» **Directions for this task**:
The lines below, all of them, should be returned exactly as they appear.

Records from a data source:
##########
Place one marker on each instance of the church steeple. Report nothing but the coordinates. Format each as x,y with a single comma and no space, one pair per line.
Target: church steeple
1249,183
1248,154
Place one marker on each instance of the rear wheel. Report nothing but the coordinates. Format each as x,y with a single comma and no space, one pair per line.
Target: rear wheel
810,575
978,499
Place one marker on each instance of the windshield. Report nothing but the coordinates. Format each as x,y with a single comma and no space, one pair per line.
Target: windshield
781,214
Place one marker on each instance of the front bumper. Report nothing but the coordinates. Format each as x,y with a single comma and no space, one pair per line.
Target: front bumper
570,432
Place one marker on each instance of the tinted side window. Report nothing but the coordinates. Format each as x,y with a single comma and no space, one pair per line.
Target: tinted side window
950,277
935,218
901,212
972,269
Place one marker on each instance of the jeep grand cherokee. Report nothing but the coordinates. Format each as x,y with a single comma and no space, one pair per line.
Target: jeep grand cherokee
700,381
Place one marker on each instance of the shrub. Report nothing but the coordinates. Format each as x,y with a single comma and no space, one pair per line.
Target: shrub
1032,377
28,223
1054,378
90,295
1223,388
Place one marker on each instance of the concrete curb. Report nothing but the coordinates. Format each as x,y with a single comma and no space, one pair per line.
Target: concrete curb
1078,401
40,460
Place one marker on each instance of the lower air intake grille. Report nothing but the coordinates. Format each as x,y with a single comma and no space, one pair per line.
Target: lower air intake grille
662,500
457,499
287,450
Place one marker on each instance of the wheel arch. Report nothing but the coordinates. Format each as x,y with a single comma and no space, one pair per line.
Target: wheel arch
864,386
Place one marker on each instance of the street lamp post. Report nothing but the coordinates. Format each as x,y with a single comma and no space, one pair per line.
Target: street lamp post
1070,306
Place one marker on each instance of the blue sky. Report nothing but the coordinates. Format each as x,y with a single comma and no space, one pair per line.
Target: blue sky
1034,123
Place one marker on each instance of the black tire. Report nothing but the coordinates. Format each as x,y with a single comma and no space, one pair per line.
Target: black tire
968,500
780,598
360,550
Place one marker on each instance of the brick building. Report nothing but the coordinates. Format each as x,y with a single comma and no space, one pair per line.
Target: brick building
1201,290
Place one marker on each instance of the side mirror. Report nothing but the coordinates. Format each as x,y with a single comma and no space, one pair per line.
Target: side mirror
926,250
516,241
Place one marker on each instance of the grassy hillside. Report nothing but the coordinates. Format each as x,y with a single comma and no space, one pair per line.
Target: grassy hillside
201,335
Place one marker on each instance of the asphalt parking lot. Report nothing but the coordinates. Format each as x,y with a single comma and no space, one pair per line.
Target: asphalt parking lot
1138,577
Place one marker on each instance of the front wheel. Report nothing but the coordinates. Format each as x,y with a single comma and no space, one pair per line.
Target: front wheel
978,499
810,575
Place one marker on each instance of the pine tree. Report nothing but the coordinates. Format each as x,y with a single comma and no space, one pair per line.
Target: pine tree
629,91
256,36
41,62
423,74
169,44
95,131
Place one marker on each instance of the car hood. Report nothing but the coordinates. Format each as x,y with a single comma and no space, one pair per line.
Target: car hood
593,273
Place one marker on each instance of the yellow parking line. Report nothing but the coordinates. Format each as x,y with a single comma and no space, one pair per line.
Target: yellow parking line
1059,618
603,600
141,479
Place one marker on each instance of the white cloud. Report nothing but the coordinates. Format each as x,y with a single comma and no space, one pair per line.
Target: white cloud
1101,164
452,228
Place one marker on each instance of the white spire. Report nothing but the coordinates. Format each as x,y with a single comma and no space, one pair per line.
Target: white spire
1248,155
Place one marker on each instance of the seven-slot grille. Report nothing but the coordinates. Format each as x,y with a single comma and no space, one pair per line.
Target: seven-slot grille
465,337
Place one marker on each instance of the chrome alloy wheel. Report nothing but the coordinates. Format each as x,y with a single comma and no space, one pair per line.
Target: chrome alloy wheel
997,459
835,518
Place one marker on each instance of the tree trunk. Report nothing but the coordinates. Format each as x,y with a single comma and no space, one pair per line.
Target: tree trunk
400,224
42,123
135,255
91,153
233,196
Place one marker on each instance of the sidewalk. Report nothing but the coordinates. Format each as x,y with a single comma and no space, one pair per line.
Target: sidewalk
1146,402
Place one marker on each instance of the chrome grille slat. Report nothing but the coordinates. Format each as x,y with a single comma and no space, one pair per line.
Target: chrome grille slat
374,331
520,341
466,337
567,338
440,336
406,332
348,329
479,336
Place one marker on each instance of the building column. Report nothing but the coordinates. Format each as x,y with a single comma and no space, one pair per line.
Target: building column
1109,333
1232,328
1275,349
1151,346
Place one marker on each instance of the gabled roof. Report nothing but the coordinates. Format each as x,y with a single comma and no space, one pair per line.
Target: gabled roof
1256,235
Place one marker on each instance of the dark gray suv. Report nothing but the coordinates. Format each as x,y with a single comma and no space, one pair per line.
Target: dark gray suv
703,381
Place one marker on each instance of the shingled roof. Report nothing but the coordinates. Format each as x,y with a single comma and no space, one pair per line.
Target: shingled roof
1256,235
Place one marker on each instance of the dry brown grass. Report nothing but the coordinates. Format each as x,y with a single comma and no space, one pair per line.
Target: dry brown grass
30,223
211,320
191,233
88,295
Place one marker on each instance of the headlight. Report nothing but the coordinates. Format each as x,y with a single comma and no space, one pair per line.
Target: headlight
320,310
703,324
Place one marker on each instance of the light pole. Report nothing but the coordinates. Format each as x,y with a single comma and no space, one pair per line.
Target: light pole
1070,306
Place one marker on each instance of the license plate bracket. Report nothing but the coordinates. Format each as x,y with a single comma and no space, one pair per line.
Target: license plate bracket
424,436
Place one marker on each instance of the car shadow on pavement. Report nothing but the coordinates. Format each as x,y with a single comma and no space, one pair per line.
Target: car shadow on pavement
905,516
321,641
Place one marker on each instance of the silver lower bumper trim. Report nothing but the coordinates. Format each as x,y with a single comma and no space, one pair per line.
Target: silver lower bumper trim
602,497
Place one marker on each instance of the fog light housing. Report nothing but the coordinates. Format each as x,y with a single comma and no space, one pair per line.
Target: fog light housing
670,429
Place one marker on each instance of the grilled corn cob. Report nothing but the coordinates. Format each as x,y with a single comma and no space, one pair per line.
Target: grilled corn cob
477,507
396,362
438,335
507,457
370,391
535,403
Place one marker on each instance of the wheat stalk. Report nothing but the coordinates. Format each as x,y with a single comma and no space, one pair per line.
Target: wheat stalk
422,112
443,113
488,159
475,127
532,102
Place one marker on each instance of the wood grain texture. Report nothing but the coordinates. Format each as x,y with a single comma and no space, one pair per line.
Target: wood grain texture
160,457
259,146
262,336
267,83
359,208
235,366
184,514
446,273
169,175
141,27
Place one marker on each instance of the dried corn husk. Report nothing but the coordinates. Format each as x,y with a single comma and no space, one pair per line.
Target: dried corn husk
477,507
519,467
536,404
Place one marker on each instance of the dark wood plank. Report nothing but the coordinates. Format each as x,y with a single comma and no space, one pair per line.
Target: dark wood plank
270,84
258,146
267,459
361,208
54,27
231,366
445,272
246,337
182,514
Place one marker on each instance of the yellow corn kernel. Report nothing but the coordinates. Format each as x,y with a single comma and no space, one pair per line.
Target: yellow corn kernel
##########
» **Answer for this exercise**:
Place one marker on each instance of the church steeple. Report nothing but the coordinates. Format each as x,y with a single comma and no space, one pair per line.
Target: church steeple
1249,183
1248,154
Place one marker on each instance of the rear wheel. Report nothing but the coordinates. Format each as x,y with a single comma and no space, one pair per line.
Target: rear wheel
810,575
978,499
Place one marker on each instance of the windshield. Report nothing but the coordinates. Format each as x,y with a single comma and no space, one pair per line.
Target: windshield
781,214
Place one marker on each instance of the front bumper. Report nothing but the coordinates. Format each as x,y with a single comma and no space, one pair per line.
Target: front bumper
570,432
Place one marker on each instance of the tinted side window. Report nothing but the coordinates. Format each as x,y with a single comma and no space, one pair per line.
Target: tinted side window
950,277
935,218
901,212
972,269
Place one marker on each instance of the jeep grand cherokee. Report nothing but the coordinates. Format each as x,y with a single comma and no space, one pair per line.
Target: jeep grand cherokee
700,381
Place one marker on each instance of the shrub. Report nothing but the coordinates. Format each as x,y with a single comma and no space, one pair per line.
Target: shrub
1032,377
28,223
1054,378
90,295
1223,388
Place one marker on each instance of the concrete curb. Report nothing but the coordinates. Format each as x,y with a single comma and no space, one pair per line.
Target: concrete curb
1078,401
40,460
Place one marker on each instance of the lower air intake grille. Report nothing but the coordinates. Format each as x,y with a single comma and no space, one pair per line.
Target: lower air intake grille
662,500
457,499
287,450
Place one marker on each instance of the wheel arch. Report nothing but the coordinates. Format each as x,y with a single comma and no space, one pair per line.
Target: wheel arch
864,386
Place one marker on each instance of the street lamp post. Report nothing but the coordinates. Format each as x,y with a single comma and no space, one pair per line.
Target: street lamp post
1070,306
Place one marker on each instance of the blue sky. Report nothing but the coordinates. Format each as x,y with a single comma and no space, one pair per line.
Target: blue sky
1034,123
Place one marker on each instance of the black tire. Report nothing but the coordinates. Format each as x,y with a single comma and no space, one pair per line.
Target: black tire
968,500
780,598
360,550
Place one marker on each instance of the brick building. Report nothing but the coordinates. Format each as x,y with a single comma and no space, one pair per line.
Target: brick building
1201,290
Place one marker on each instance of the side mirror. Report nothing but the coordinates. Format each as x,y with a single comma and no space, one pair per line.
Target: side mirror
926,250
516,241
Place one marker on each instance of the grassy hillside. Report nothing but the coordinates. Format each as x,y with a single comma and no space, one pair per line.
Target: grassy hillside
201,335
Place one marker on each instance of the asphalt parking lot. Report nothing but the coordinates. Format each as x,y with a single comma and no space, one pair per line.
Target: asphalt parking lot
1138,577
Place one marker on each instance of the front wheel. Report nothing but the coordinates. Format each as x,y with a single comma and no space, one pair per line.
Target: front wheel
978,499
810,575
Place one marker on each instance of the pine tree. Report nothing but the coordinates. Format each as x,y with a single comma and no space, one pair per line.
Target: pine tree
629,91
256,36
41,62
423,74
169,44
95,131
Place one marker on each instance of the car hood. Report nothing but the coordinates. Format each as x,y with a single comma and no space, one pair per line.
Target: car hood
593,273
Place one marker on each instance of the yellow parking line. Report nothing but the coordinates. Format each as x,y with a single comma and no space, one pair per line.
Target: yellow parking line
1059,618
603,600
141,479
Place one marker on each instance of the white cloud. Report nothing but the coordinates. Format each as x,y with a single comma and no space, one pair per line.
Target: white cloud
1101,164
452,228
Place one marker on each instance of the white spire. Report nothing but the coordinates. Format each as x,y with a single comma and no space, one pair per line.
Target: white spire
1248,155
Place one marker on each instance of the seven-slot grille. Report nothing but the coordinates. Format each as x,y with a single comma and no space, one pair per line.
Target: seven-slot grille
465,337
Place one marker on each instance of the chrome alloy wheel. Report nothing but the coordinates. Format each as x,y with a single comma and no space, one pair per line.
Target: chrome alloy wheel
997,459
835,518
Place one marker on each instance of the tree trunk. Report nothing but the coordinates. Format each as x,y with a single comma and no space, one pair per line.
Target: tree trunk
400,224
42,123
135,255
91,153
233,196
Place one marker on each instance of the sidewalk. Report nothing but the coordinates. Format each as x,y with a single comma and no space, one pair per line.
Target: sidewalk
1146,402
Place one marker on each instance of the chrome grille slat. Report nothing but the coordinates. Format each as x,y with a single comma and no space, one pair per line.
Target: chrome grille slat
374,331
520,341
466,337
567,338
440,336
406,332
348,329
479,336
Place one marker on each instance of the building column. Report nothing but the coordinates. Format each as x,y with a single comma and no space, one pair per line.
Target: building column
1109,333
1232,328
1275,349
1151,346
Place one marker on each instance of the gabled roof. Report nothing but the coordinates. Format each as x,y with a single comma and no space, one pair per line.
Target: gabled roof
1256,235
Place one marker on each instance of the dark gray suv. Report nothing but the coordinates. Format each as x,y with a single comma and no space, one pair per line.
Target: dark gray suv
703,381
Place one marker on each instance of the shingled roof. Report nothing but the coordinates. Format each as x,y with a single comma and no space, one pair per line.
Target: shingled roof
1256,235
Place one marker on each instance of the dry brown grass. Report nothing but the coordinates. Format each as x,y with a single comma and no space, one pair per line.
Target: dry brown grass
30,223
211,320
191,233
88,295
Place one marker on each instance of the headlight. Report nothing but the coordinates. Format each as x,y with a single comma and no space, one pair per line.
Target: headlight
320,310
703,324
Place one marker on each instance of the light pole. Report nothing but the coordinates. Format each as x,y with a single comma and no space, one pair per line.
Target: light pole
1070,306
Place one marker on each instance of the license plate bracket. Report nothing but the coordinates. Format each as x,y with a single comma and no space, one pair per line.
Target: license plate bracket
424,436
Place one marker on each instance of the car shadow on pavement. Report nothing but the coordinates. Format each as x,y with a single comma and no space, one pair per line.
Target: car shadow on pavement
905,516
321,641
Place one marker on each instance of the silver lower bumper trim. Report nothing but the coordinates. Format each as x,y with a single comma and no space, one pair per line.
Target: silver lower bumper trim
602,497
Place one marker on each instance of the fog light housing. Report nothing but the coordinates. Format each as x,y with a single comma and no space, one pair per line.
Target: fog light housing
670,429
Place one marker on each instance of the grilled corn cob. Report nothing but the coordinates. Format each as x,y with a single comma and no space, one pair per line.
Target: grilled corn cob
477,507
396,362
438,335
507,457
370,391
535,403
Place one marker on each instance of the wheat stalk. Report nothing but the coordinates. Format each as x,y with a single comma and no space, one pair per line.
Target: wheat stalk
422,112
443,113
488,159
475,127
532,102
Place one marker on each instance of the wood grain texture. Report nothing but the coordinates. Format each as x,y with a single comma and no space, one pair per line.
Target: wood grain texture
160,457
259,146
262,336
267,83
359,208
235,366
184,514
446,273
169,175
141,27
Place one marker on each instance of the dried corn husk. Report nothing but the coordinates. Format each as x,y with a single comma and no space, one pair per line.
Target: dried corn husk
477,507
519,467
536,404
Place one marker on each instance of the dark wood plank. Report nothing but the coordinates. Format each as x,y with a single comma and no space, one pair per line.
Target: dark wood plank
270,84
258,146
267,459
361,208
54,27
231,366
445,272
246,337
182,514
Place one marker on each instance of the yellow corn kernel. Report nothing but the coordinates. Format each as x,y with a single comma and no space, one pair per line.
Target: yellow corn kernel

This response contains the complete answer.